In the entries below, find every line with the string "Task" and copy it.
BEGIN
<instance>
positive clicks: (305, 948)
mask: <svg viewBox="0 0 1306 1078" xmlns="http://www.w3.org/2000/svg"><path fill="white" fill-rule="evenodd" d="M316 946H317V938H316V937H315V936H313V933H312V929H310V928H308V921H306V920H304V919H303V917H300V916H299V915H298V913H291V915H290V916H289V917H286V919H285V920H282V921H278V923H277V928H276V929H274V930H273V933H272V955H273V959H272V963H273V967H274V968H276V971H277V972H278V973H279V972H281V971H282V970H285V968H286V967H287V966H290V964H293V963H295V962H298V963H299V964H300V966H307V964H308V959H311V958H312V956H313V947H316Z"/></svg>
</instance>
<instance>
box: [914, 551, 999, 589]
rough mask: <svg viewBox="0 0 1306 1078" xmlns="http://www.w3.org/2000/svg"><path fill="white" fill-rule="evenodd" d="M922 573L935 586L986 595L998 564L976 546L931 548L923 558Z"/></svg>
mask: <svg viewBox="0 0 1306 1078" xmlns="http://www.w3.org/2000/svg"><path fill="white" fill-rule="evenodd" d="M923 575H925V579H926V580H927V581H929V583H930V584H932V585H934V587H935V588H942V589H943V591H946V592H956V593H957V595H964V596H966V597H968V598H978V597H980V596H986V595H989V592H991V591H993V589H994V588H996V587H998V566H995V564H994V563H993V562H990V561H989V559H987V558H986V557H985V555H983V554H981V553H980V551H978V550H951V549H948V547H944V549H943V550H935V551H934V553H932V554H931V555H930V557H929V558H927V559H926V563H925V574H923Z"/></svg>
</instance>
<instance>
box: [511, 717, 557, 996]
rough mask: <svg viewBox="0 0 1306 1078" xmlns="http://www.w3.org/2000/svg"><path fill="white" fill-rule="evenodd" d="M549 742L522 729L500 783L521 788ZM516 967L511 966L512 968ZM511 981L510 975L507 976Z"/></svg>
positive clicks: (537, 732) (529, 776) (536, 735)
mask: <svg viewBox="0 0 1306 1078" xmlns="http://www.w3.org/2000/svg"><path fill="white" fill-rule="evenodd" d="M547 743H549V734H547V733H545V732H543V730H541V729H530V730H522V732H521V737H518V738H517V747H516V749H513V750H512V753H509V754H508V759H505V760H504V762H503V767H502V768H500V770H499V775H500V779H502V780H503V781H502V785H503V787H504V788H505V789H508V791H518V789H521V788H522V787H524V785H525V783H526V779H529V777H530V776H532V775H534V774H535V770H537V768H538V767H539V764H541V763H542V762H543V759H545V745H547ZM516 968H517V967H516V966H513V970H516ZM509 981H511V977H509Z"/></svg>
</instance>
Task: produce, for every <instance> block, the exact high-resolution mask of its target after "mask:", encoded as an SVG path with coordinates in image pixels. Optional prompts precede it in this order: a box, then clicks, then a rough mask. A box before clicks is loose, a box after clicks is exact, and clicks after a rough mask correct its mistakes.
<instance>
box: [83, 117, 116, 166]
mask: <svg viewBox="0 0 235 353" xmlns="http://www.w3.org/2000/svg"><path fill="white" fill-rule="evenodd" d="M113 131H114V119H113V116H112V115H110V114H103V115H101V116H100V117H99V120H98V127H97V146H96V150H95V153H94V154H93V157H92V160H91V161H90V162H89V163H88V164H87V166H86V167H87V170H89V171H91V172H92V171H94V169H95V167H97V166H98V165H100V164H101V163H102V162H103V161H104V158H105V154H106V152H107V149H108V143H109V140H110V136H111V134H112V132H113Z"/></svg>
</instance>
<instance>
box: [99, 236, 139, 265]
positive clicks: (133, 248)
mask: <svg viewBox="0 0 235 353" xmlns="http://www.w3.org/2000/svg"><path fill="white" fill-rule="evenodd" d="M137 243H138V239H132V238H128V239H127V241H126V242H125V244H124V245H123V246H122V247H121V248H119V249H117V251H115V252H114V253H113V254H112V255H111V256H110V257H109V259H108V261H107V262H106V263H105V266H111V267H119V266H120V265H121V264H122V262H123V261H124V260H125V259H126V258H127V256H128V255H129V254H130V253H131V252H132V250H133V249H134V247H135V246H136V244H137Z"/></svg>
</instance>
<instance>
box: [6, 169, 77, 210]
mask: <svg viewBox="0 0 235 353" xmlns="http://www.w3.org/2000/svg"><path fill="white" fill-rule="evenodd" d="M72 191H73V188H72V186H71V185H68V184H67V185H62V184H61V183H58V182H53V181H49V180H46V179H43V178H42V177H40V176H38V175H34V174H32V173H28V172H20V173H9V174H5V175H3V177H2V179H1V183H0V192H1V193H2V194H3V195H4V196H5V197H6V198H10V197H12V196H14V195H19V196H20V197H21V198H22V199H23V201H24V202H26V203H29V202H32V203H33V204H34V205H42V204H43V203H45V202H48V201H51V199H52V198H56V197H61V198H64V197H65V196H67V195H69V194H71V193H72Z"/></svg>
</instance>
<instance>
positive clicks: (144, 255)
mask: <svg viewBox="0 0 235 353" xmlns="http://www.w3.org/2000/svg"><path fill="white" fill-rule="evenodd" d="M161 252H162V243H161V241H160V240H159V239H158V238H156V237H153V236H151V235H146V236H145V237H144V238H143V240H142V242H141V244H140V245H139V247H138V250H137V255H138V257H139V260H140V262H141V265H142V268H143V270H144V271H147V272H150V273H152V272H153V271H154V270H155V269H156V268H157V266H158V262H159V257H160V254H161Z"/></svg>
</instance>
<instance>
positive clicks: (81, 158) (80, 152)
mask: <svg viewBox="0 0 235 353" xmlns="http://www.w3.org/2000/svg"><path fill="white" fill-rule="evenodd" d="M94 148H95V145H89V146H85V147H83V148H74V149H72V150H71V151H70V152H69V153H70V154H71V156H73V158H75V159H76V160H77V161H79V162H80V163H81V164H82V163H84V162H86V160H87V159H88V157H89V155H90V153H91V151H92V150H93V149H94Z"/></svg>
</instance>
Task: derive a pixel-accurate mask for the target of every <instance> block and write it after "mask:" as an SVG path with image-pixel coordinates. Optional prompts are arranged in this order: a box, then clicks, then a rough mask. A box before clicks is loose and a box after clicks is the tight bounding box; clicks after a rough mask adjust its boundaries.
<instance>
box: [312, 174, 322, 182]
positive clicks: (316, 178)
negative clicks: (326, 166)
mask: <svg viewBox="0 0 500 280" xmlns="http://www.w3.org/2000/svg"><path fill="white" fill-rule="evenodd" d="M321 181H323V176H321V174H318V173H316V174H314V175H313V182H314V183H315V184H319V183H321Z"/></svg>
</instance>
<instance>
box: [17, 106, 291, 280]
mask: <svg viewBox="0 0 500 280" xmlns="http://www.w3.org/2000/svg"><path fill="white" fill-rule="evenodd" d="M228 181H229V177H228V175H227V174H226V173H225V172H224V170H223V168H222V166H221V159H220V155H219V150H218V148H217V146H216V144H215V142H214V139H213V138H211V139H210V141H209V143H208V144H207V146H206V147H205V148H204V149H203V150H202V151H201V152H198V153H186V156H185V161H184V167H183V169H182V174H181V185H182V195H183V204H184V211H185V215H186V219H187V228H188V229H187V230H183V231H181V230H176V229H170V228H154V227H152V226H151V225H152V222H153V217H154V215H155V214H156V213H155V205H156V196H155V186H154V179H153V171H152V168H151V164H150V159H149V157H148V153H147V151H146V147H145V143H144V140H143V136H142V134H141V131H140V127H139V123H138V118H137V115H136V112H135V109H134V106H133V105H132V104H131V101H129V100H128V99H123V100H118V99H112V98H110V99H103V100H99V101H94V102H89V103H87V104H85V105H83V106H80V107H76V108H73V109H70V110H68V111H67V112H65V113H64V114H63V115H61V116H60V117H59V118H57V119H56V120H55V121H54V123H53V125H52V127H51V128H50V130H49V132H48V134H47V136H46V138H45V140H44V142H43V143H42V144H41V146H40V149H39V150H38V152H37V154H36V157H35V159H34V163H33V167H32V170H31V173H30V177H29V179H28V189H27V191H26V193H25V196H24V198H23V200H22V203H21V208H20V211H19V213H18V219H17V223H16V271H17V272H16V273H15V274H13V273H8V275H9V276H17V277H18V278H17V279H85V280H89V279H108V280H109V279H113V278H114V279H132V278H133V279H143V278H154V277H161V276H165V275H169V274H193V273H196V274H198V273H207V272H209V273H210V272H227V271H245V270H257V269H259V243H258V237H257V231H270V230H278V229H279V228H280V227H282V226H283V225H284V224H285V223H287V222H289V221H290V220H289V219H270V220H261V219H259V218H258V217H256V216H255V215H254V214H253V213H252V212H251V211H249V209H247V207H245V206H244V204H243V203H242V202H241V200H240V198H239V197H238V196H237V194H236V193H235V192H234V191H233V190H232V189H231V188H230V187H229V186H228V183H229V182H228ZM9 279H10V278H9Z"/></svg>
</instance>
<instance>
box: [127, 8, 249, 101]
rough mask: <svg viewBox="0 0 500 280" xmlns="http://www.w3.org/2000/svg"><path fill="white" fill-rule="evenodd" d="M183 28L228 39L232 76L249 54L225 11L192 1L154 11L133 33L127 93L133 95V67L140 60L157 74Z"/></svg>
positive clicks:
END
* _Result of this exercise_:
Task: produce, for every <instance> block, the exact high-resolution mask of its target after "mask:", encoded as an SVG path with coordinates in image pixels. Optional prompts precede it in this order: a box, then clicks, then a rough mask. A box before clicks is loose, a box after clicks is exact, and clicks after a rough mask correct its mistakes.
Task: derive a pixel-accurate mask for the target of every <instance> block and write it after "mask:" as an SVG path with image-pixel coordinates. Optional prompts are arranged in this order: a box, then clicks, then a rough mask. A box before clicks is loose and a box after clicks is the tight bounding box; clicks after a rough mask adjust its boundaries.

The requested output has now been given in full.